* [Parts of the exercise]:
1. In the Quicksilver Messenger Service text, who played bass and sang in the lineup the band settled into in late 1967?
2. Print a passage from the Quicksilver Messenger Service text word for word: begin at the words "Comprised of four" and stop after "own dual-guitar undulations.".
3. Turn the paragraph of the Quicksilver Messenger Service text that opens with "Comprised of four Virgos" into a short list of its main facts.

* [Supplied passage]:
______________________________
Quicksilver Messenger Service
Happy Trails
QMS formed in late 1965 and continued through several lineup changes until late 1967 when they settled into to what would be their most creative lineup of John Cipollina (guitar), Gary Duncan (guitar), David Freiberg (bass, vocals) and Greg Elmore (drums). They put off signing with a label for years to avoid the pressures of touring and consequently getting rushed by record companies into making albums not up to their own standards (a fate they witnessed befall several contemporary San Franciscan groups.) Living on a ranch north of San Francisco in high style with their ladies, grass, guns and living out their space cowboy trips, QMS also benefited greatly from an abundance of local gigs they picked up in the absence of The Airplane or The Dead, whose unavailability was due to national tours and out of town engagements. And it was through this constant stream of live performances that afforded them the opportunity to tighten up every loose end in their repertoire while stretching out musically and evolving their sound beyond any reasonable set of expectations.
Comprised of four Virgos, their group name was as astrologically correct as it was perfect in describing their music’s characteristics. Chosen for its associations with Mercury (the ruling planet of Virgo and communication) as well as the double entendre for ‘quicksilver’ (the element, mercury) whose dual properties were simultaneously both liquid and metal, it was an appropriate description of the band’s own dual-guitar undulations.
______________________________
* [Records shown]:
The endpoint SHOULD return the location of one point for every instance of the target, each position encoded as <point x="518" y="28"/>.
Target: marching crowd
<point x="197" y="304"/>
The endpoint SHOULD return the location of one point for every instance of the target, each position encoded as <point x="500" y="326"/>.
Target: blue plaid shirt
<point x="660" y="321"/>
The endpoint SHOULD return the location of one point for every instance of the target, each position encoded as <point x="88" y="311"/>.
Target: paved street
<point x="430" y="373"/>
______________________________
* [Solutions to the tasks]:
1. David Freiberg

2.
Comprised of four Virgos, their group name was as astrologically correct as it was perfect in describing their music’s characteristics. Chosen for its associations with Mercury (the ruling planet of Virgo and communication) as well as the double entendre for ‘quicksilver’ (the element, mercury) whose dual properties were simultaneously both liquid and metal, it was an appropriate description of the band’s own dual-guitar undulations.

3.
- All four band members were Virgos.
- The name was chosen for its link to Mercury, the ruling planet of Virgo and of communication.
- It was also a double meaning on quicksilver, another name for mercury, which is both liquid and metal.
- That dual nature suited the band's dual-guitar sound.